After discovering the Boost preprocessor's capabilities I found myself wondering: Is the C99 preprocessor Turing complete?
If not, what does it lack to not qualify?
After discovering the Boost preprocessor's capabilities I found myself wondering: Is the C99 preprocessor Turing complete?
If not, what does it lack to not qualify?
Here is an example of abusing the preprocessor to implement a Turing machine. Note that an external build script is needed to feed the preprocessor's output back into its input, so the preprocessor in and of itself isn't Turing complete. Still, it's an interesting project.
From the description of the afore-linked project:
the preprocessor is not Turing complete, at least not if the program is preprocessed only once. This is true even if the program is allowed to include itself. (The reason being that for a given program, the preprocessor has only a finite number of states, plus a stack consisting of the places which the file has been included from. This is only a push-down automaton.)
The answer by Paul Fultz II is quite impressive and certainly closer than I thought the preprocessor could ever get, but it's not a true Turing machine. The C preprocessor has certain limits that prevent it from executing an arbitrary program like a Turing machine could, even if you had infinite memory and time. Section 5.2.4.1 of the C spec gives the following minimum limits for a C compiler:
- 63 nesting levels of parenthesized expressions within a full expression
- 63 significant initial characters in an internal identifier or a macro name
- 4095 macro identifiers simultaneously defined in one preprocessing translation unit
- 4095 characters in a logical source line
The counter mechanism below requires a macro definition per value, so the macro definition limit will limit how many times you can loop (EVAL(REPEAT(4100, M, ~))
would yield undefined behavior). This essentially puts a cap on the complexity of the program that you can execute. The nesting and complexity of the multi-level expansions may hit one of the other limits as well.
This is fundamentally different than the "infinite memory" limitation. In this case, the spec specifically says that a standards-conforming C compiler is only required to conform to these limits, even if it has infinite time, memory, etc. Any input file exceeding these limits can be processed in an unpredictable or undefined manner (or outright rejected). Some implementations may have higher limits, or no limits at all, but that's considered "implementation-specific" and not part of the standard. It may be possible to use Paul Fultz II's method to implement something like a Turing machine on some specific compiler implementation that has no finite limits, but in a general sense of "can this be done on any arbitrary, standards-conforming C99 pre-processor", the answer is no. Since the limit here is built into the language itself and not simply a side-effect of our inability to construct an infinite computer, I say that breaks Turing completeness.

==*==

The request:
Proceed with the thread on whether the C99 preprocessor is Turing complete, starting right after its last sentence. The records that come next are from a different source than the thread above.

==*==

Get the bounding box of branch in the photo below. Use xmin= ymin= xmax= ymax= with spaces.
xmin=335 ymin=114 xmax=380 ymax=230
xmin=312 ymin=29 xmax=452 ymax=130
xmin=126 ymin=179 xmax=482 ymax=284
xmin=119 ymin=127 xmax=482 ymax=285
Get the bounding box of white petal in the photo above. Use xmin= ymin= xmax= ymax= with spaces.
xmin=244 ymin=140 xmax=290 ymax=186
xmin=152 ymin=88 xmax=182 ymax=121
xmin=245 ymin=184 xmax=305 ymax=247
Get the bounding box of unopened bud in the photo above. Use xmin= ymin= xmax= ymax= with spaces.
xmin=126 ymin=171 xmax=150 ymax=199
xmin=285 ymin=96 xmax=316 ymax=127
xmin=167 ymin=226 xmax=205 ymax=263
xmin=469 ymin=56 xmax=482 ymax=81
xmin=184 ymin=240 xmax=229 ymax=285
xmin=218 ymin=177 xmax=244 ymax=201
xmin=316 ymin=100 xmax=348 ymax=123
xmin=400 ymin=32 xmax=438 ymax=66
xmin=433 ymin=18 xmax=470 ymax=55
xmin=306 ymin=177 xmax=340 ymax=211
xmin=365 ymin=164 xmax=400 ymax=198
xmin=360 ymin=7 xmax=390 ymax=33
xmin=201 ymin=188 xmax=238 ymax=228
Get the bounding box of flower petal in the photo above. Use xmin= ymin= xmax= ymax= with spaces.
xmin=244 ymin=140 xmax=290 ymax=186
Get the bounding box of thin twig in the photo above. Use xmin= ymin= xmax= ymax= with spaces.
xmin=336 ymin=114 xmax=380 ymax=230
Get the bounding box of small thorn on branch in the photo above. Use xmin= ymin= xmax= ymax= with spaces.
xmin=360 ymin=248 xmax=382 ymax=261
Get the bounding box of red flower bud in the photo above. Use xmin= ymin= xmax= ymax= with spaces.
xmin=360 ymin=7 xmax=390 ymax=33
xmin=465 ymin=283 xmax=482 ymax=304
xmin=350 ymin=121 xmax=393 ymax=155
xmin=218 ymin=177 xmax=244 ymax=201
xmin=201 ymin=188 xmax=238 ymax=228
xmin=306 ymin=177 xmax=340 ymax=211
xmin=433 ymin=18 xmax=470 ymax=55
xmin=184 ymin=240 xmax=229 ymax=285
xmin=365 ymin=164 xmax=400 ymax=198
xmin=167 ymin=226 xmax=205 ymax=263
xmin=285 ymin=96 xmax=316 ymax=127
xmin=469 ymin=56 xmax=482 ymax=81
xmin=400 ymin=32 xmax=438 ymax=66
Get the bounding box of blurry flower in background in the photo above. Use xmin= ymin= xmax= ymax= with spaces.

==*==

Answer:
Well macros don't directly expand recursively, but there are ways we can work around this.
The easiest way of doing recursion in the preprocessor is to use a deferred expression. A deferred expression is an expression that requires more scans to fully expand:
#define EMPTY()
#define DEFER(id) id EMPTY()
#define OBSTRUCT(...) __VA_ARGS__ DEFER(EMPTY)()
#define EXPAND(...) __VA_ARGS__
#define A() 123
A() // Expands to 123
DEFER(A)() // Expands to A () because it requires one more scan to fully expand
EXPAND(DEFER(A)()) // Expands to 123, because the EXPAND macro forces another scan
Why is this important? Well when a macro is scanned and expanding, it creates a disabling context. This disabling context will cause a token, that refers to the currently expanding macro, to be painted blue. Thus, once its painted blue, the macro will no longer expand. This is why macros don't expand recursively. However, a disabling context only exists during one scan, so by deferring an expansion we can prevent our macros from becoming painted blue. We will just need to apply more scans to the expression. We can do that using this EVAL
macro:
#define EVAL(...) EVAL1(EVAL1(EVAL1(__VA_ARGS__)))
#define EVAL1(...) EVAL2(EVAL2(EVAL2(__VA_ARGS__)))
#define EVAL2(...) EVAL3(EVAL3(EVAL3(__VA_ARGS__)))
#define EVAL3(...) EVAL4(EVAL4(EVAL4(__VA_ARGS__)))
#define EVAL4(...) EVAL5(EVAL5(EVAL5(__VA_ARGS__)))
#define EVAL5(...) __VA_ARGS__
Now if we want to implement a REPEAT
macro using recursion, first we need some increment and decrement operators to handle state:
#define CAT(a, ...) PRIMITIVE_CAT(a, __VA_ARGS__)
#define PRIMITIVE_CAT(a, ...) a ## __VA_ARGS__
#define INC(x) PRIMITIVE_CAT(INC_, x)
#define INC_0 1
#define INC_1 2
#define INC_2 3
#define INC_3 4
#define INC_4 5
#define INC_5 6
#define INC_6 7
#define INC_7 8
#define INC_8 9
#define INC_9 9
#define DEC(x) PRIMITIVE_CAT(DEC_, x)
#define DEC_0 0
#define DEC_1 0
#define DEC_2 1
#define DEC_3 2
#define DEC_4 3
#define DEC_5 4
#define DEC_6 5
#define DEC_7 6
#define DEC_8 7
#define DEC_9 8
Next we need a few more macros to do logic:
#define CHECK_N(x, n, ...) n
#define CHECK(...) CHECK_N(__VA_ARGS__, 0,)
#define NOT(x) CHECK(PRIMITIVE_CAT(NOT_, x))
#define NOT_0 ~, 1,
#define COMPL(b) PRIMITIVE_CAT(COMPL_, b)
#define COMPL_0 1
#define COMPL_1 0
#define BOOL(x) COMPL(NOT(x))
#define IIF(c) PRIMITIVE_CAT(IIF_, c)
#define IIF_0(t, ...) __VA_ARGS__
#define IIF_1(t, ...) t
#define IF(c) IIF(BOOL(c))
#define EAT(...)
#define EXPAND(...) __VA_ARGS__
#define WHEN(c) IF(c)(EXPAND, EAT)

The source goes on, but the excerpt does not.